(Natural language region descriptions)
-------------------------
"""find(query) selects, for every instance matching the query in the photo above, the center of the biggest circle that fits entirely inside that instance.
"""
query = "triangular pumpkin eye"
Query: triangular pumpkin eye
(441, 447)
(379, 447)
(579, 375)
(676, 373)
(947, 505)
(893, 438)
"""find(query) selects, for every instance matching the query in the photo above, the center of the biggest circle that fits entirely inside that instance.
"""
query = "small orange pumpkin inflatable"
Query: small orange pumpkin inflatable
-------------------------
Read the entries and pick out all lines that include the word "small".

Solution to this problem
query = "small orange pumpkin inflatable"
Query: small orange pumpkin inflatable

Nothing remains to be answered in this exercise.